►

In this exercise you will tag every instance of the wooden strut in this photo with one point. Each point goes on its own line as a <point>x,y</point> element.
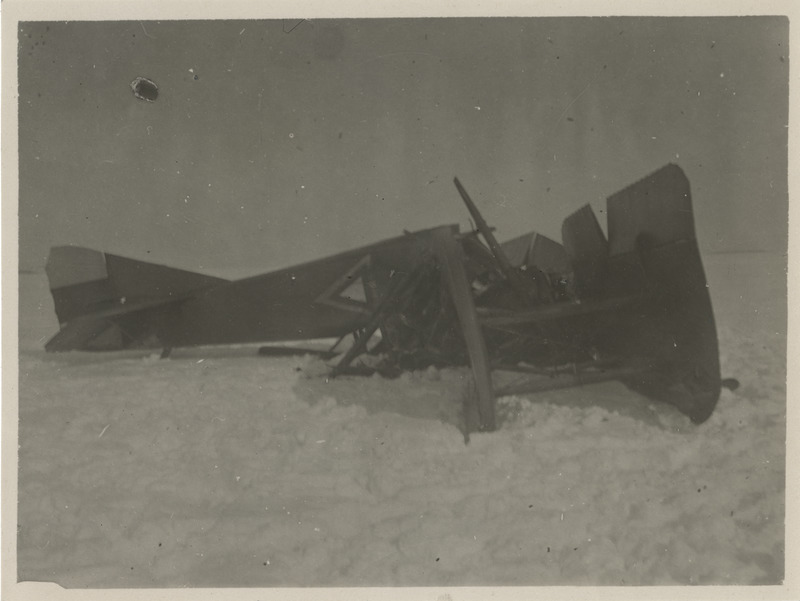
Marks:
<point>515,280</point>
<point>399,289</point>
<point>481,415</point>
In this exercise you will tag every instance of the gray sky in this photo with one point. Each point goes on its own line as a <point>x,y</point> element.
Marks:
<point>274,142</point>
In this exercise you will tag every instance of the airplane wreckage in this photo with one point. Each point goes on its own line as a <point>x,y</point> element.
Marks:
<point>633,307</point>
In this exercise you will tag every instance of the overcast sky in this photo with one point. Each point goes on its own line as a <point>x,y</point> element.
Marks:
<point>279,141</point>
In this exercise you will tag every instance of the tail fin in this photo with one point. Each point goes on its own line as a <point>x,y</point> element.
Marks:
<point>84,281</point>
<point>653,249</point>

◄

- **Set task**
Reproduce the entire listing line by line, text included, raising every x and y coordinate in the point marks by 142. Leave out the picture.

- **Answer to this problem**
In this exercise you will tag every instance of the wooden strut in this photo with one point. Each point goes on its own line as a <point>x,y</point> element.
Marks:
<point>657,422</point>
<point>541,431</point>
<point>623,557</point>
In this exercise you will tag every instance of the gray sky in this photo with one point. Each point goes on its own line as a <point>x,y</point> element.
Marks:
<point>416,284</point>
In this exercise you will tag every instance of the airplane wreckage in this photo with one point. Each point goes on its own line as a <point>x,y</point> element.
Marks:
<point>775,449</point>
In this exercise you will tag every instance of the overcast sky in this photo with one point. Each point goes on its own line as a <point>x,y</point> element.
Marks:
<point>421,283</point>
In this exercise you will tag every instance of the tail fin in this photo with one point. Each point goes on its own line as a <point>x,y</point> element.
Marks:
<point>226,423</point>
<point>795,391</point>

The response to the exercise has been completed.